> [Parts of the exercise]
1. In the passage on the Oregon Senate walkout, reproduce the part that opens with the words containing "And what, exactly, has" and closes with "can face prison-time.", changing "Idaho" to "Washington".
2. Answer these questions from the passage on the Oregon Senate walkout.
(a) On what date did the Senate Republicans walk out of the Capitol?
(b) According to OPB, what did every person who testified during the public comment period do?
(c) Besides being a state senator, what is Elizabeth Steiner's profession?

On May 3, Oregon state Senate Republicans walked out of the Capitol and haven’t returned since, marking the longest walkout by lawmakers in the state’s prolific history of this happening. With the legislative session set to end in about two weeks, on June 25, Democrats fear hundreds of bills will be stalled until the next session. Meanwhile, Senate Republicans who have walked out have gotten so comfortable with their exiled state that they’ve convened a shadow government of sorts.
As local Oregon outlet OPB put it, Republicans on Thursday “convened an unofficial legislative committee” solely “to solicit and investigate complaints” about alleged state Democratic Party corruption. When they opened the committee to public comment, OPB notes that “every person who testified instead scolded the GOP over the walkout.”
And what, exactly, has prompted Republican legislators to decline to do their jobs for over a month now? That would be HB 2002—a bill to protect minors’ right to abortion care without parental consent and to expand the gender-affirming care procedures that insurance companies are required to cover. The expansive bill centered around bodily autonomy and health care would also shield abortion providers in Oregon from punishment or retaliation from other state governments for offering abortion care to out-of-state patients. This, state Sen. Elizabeth Steiner (D), chair of the Senate Ways and Means Committee and a family physician, told Jezebel, is essential to protect the many health care providers who are licensed in both Oregon and Idaho, where abortion is banned and providers can face prison-time.
Steiner, who says she “[wears] both hats” as a lawmaker and doctor, claims Republican critiques of the bill are mere political theater, as HB2002 only “clarifies rights that already exist.” As a physician, she notes that the majority of minors consult with their parents or guardians when seeking abortion care, and those who don’t usually can’t: “That includes abuse victims who may have been raped by a family member, or who may be homeless or abandoned.” She says the walkout over HB2002 is “about Republicans wanting to undermine the outcome of the 2022 election, not accepting election results, not engaging in their constitutional obligation to show up and do their job.”
This year’s legislative session now hangs in the balance, because Senate Republicans insist that the government regard minors as their parents’ property—even as physicians and advocates have testified that abortion rights for minors are especially important for child sexual abuse victims. A pregnant 12-year-old is by definition a child sexual abuse victim.

> [Provided material]
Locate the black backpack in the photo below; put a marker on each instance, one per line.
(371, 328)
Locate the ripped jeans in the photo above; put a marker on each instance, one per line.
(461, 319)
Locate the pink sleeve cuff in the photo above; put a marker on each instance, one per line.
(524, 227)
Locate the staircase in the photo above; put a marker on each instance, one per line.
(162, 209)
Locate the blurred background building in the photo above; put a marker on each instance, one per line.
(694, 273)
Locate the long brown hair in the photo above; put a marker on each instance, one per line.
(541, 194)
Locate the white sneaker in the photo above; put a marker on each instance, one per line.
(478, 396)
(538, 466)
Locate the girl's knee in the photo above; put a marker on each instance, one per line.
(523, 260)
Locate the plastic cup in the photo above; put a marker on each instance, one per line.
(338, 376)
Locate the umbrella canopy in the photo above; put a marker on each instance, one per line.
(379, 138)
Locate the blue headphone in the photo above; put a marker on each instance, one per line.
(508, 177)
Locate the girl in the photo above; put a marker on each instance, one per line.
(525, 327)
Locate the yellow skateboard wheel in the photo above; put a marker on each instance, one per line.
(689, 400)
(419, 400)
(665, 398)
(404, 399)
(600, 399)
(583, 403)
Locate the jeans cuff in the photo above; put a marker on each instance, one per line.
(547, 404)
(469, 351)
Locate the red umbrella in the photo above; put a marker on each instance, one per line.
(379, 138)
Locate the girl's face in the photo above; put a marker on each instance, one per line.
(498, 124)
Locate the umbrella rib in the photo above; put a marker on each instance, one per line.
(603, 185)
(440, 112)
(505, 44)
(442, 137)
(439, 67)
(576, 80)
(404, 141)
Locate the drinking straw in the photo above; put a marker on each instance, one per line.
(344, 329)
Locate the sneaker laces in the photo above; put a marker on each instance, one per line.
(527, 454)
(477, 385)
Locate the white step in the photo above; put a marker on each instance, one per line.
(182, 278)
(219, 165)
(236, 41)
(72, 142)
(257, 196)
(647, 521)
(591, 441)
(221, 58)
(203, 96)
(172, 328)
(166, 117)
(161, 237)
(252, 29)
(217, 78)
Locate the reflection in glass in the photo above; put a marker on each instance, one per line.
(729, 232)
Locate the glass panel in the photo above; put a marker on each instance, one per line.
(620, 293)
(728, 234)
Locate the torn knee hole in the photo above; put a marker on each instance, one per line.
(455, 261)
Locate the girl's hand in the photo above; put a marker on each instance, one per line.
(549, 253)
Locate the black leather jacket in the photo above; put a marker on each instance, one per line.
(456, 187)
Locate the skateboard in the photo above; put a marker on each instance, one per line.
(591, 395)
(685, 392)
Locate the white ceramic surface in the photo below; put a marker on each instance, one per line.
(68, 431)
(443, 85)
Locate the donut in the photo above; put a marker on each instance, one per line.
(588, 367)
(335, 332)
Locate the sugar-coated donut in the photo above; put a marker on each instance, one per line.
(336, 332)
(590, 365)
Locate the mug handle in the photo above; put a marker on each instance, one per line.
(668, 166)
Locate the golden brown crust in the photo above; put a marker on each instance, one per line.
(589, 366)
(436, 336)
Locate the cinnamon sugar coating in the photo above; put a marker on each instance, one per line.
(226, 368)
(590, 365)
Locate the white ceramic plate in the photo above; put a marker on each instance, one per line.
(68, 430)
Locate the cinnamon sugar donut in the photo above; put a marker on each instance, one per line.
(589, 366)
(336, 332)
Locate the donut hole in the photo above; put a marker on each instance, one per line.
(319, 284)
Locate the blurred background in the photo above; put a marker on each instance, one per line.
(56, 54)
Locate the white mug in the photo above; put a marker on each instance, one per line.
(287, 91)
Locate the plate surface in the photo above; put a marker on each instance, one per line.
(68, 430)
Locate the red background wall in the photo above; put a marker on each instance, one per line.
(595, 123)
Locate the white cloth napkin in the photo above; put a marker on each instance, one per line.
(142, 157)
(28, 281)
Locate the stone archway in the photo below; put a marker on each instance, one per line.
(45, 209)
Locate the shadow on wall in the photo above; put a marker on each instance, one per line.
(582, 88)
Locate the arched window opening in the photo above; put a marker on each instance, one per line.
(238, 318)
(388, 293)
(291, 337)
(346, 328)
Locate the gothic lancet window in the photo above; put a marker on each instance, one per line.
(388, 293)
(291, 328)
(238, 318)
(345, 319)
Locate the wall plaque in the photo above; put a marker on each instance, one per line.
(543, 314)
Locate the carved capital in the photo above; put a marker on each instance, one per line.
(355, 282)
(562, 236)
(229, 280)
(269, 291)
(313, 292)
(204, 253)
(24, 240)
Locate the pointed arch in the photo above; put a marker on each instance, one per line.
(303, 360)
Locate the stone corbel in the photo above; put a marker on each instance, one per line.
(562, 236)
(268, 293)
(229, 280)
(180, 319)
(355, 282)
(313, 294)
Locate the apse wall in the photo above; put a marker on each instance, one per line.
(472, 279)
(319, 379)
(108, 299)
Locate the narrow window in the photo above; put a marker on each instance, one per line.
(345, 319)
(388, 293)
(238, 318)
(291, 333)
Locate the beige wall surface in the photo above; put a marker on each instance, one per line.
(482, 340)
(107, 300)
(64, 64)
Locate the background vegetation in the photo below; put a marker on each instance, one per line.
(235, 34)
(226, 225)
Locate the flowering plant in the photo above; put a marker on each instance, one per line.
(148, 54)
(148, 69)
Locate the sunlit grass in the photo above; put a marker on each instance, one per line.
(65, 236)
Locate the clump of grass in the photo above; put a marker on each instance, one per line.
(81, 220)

> [Answers provided]
1.
And what, exactly, has prompted Republican legislators to decline to do their jobs for over a month now? That would be HB 2002—a bill to protect minors’ right to abortion care without parental consent and to expand the gender-affirming care procedures that insurance companies are required to cover. The expansive bill centered around bodily autonomy and health care would also shield abortion providers in Oregon from punishment or retaliation from other state governments for offering abortion care to out-of-state patients. This, state Sen. Elizabeth Steiner (D), chair of the Senate Ways and Means Committee and a family physician, told Jezebel, is essential to protect the many health care providers who are licensed in both Oregon and Washington, where abortion is banned and providers can face prison-time.

2.
(a) May 3
(b) They scolded the GOP over the walkout.
(c) She is a family physician.